Information shown —
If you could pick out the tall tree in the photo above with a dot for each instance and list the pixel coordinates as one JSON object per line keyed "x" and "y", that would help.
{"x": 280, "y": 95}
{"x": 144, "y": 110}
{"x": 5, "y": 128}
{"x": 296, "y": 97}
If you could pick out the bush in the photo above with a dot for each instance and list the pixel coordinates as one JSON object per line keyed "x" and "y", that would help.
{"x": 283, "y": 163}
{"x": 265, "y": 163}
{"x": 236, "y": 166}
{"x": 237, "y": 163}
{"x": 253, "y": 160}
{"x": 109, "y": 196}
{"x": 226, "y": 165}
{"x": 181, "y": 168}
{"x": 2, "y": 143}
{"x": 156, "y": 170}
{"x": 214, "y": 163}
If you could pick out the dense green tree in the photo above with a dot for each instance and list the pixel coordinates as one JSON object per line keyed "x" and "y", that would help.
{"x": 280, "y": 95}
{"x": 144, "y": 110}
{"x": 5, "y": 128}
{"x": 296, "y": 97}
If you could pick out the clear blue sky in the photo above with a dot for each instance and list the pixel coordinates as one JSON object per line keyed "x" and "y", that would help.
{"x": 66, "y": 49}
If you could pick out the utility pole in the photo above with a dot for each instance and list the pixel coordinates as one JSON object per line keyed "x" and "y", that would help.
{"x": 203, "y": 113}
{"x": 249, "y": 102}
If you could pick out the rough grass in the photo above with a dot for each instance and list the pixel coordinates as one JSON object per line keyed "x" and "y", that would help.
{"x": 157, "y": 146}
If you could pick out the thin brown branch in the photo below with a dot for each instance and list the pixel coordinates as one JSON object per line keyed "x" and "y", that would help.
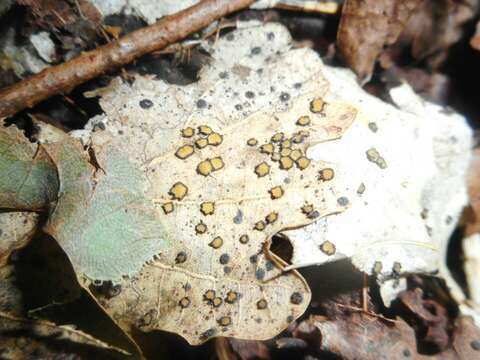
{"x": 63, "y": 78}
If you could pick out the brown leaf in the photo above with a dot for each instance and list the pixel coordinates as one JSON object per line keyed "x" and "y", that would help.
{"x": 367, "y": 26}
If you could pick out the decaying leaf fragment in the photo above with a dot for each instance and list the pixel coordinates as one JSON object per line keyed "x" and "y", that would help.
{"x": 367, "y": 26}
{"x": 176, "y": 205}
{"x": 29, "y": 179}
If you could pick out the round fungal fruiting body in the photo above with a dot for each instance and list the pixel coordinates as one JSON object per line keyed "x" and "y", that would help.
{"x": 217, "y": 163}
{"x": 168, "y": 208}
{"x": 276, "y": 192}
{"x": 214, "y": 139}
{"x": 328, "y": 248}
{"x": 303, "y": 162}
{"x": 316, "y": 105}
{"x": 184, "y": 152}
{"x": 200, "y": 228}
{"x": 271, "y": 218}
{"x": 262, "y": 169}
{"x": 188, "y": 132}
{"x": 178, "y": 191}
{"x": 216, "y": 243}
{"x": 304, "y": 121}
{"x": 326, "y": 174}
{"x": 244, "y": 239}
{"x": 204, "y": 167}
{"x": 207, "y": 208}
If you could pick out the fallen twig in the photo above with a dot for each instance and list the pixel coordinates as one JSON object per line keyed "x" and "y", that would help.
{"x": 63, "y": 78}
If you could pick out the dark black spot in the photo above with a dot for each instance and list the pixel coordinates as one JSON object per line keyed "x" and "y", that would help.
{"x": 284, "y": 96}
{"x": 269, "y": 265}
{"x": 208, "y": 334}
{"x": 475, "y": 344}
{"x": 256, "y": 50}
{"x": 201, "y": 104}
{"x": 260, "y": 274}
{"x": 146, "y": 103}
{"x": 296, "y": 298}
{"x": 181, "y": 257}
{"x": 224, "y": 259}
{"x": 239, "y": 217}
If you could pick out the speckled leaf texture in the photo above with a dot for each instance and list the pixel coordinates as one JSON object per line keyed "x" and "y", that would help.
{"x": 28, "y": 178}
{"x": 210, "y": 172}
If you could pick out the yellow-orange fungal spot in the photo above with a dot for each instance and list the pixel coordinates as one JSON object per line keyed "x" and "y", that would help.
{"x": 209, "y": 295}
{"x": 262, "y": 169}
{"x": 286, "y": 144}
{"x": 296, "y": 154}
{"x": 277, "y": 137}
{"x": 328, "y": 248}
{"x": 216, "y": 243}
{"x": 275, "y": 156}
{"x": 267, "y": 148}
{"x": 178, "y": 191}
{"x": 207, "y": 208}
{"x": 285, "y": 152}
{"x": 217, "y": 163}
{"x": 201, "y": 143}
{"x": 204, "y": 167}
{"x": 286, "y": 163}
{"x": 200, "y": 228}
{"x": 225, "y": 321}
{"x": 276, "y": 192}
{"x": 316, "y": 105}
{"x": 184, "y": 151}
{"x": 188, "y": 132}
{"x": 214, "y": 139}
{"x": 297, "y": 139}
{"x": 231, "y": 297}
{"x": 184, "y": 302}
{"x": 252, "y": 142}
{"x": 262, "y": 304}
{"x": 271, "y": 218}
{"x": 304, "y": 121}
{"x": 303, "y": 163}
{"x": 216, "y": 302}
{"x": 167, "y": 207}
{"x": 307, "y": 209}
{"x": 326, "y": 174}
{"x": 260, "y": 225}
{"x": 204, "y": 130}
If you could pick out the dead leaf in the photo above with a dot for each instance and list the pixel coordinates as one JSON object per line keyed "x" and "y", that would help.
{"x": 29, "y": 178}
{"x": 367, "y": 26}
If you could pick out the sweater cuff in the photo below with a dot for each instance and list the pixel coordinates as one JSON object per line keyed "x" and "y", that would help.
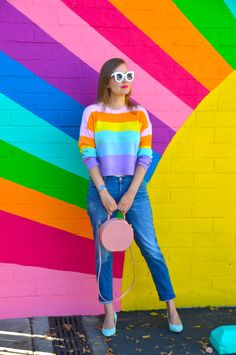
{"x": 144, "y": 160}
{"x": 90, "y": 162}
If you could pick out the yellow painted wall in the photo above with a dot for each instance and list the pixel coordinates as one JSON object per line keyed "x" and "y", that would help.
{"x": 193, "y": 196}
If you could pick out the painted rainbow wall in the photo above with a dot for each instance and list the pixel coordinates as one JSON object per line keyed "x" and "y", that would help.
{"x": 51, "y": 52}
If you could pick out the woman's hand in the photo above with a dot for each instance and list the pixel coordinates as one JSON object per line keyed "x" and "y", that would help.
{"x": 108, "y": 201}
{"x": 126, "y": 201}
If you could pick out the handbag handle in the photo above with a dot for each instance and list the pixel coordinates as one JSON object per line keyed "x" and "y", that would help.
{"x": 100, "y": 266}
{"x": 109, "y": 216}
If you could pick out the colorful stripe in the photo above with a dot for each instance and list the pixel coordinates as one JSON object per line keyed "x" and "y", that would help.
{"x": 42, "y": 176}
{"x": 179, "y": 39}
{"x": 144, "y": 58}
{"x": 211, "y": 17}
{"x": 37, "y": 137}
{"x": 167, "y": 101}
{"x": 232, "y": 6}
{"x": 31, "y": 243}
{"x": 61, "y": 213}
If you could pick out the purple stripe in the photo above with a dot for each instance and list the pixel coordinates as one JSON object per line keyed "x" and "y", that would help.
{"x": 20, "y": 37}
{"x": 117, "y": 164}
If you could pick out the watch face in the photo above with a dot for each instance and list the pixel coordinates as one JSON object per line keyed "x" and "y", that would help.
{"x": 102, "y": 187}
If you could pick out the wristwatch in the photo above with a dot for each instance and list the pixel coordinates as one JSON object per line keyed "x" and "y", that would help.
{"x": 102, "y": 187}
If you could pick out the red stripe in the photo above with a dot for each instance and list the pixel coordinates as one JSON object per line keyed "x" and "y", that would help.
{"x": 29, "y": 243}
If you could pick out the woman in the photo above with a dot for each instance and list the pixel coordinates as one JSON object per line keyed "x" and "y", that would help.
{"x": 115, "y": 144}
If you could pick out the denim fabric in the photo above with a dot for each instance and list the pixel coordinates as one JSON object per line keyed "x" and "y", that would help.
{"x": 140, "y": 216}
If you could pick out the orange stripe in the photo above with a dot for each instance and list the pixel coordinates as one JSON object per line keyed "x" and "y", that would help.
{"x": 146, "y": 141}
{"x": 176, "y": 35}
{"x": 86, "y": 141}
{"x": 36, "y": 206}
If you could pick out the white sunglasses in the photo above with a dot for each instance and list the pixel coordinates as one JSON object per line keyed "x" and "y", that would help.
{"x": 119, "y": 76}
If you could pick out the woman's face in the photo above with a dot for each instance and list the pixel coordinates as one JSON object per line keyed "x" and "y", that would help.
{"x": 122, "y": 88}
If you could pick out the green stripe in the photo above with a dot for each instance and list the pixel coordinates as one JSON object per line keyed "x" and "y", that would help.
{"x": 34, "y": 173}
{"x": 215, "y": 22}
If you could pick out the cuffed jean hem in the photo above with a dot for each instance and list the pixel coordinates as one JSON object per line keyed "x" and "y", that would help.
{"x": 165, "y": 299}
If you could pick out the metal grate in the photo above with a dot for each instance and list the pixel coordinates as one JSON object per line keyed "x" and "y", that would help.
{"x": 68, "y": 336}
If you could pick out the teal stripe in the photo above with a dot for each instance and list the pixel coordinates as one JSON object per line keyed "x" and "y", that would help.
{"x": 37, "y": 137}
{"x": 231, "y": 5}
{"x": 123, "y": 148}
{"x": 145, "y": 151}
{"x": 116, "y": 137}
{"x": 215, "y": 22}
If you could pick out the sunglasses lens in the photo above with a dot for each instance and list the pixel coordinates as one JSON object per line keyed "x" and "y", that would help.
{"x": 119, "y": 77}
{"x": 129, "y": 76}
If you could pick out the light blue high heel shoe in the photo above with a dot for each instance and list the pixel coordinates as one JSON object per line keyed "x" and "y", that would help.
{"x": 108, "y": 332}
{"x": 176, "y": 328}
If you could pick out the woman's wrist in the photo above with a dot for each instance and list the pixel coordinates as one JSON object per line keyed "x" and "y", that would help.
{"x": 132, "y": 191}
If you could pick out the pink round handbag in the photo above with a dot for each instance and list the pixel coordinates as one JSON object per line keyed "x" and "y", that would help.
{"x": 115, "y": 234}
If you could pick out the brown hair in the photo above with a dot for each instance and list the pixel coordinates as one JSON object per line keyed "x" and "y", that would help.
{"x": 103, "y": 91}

Work required —
Copy the records from the line containing "If you could pick out the light" through the end of the records, replacing "handbag" with "purse" and leaving everything else unchanged.

Result of this exercise —
If you could pick out the light blue high heel shoe in the photo above with a dot for each instance and list the pixel coordinates as one JSON object per line keyed "x" and "y", that would help.
{"x": 108, "y": 332}
{"x": 176, "y": 328}
If you could pick out the woman's wrist in the photo above with a dot for each instance and list the pixel coordinates as one JSON object per line keyed "x" and "y", that would help.
{"x": 132, "y": 191}
If you could pick out the pink round purse in the photo above with a dot for each instance and list the pixel coordinates as one JSON object per line keyed "x" and "y", that would help.
{"x": 115, "y": 234}
If you could pick out the brown hair in the photo above with a dot for each instance and list the pixel coordinates as one JSON object per line keyed "x" and "y", that would help.
{"x": 103, "y": 91}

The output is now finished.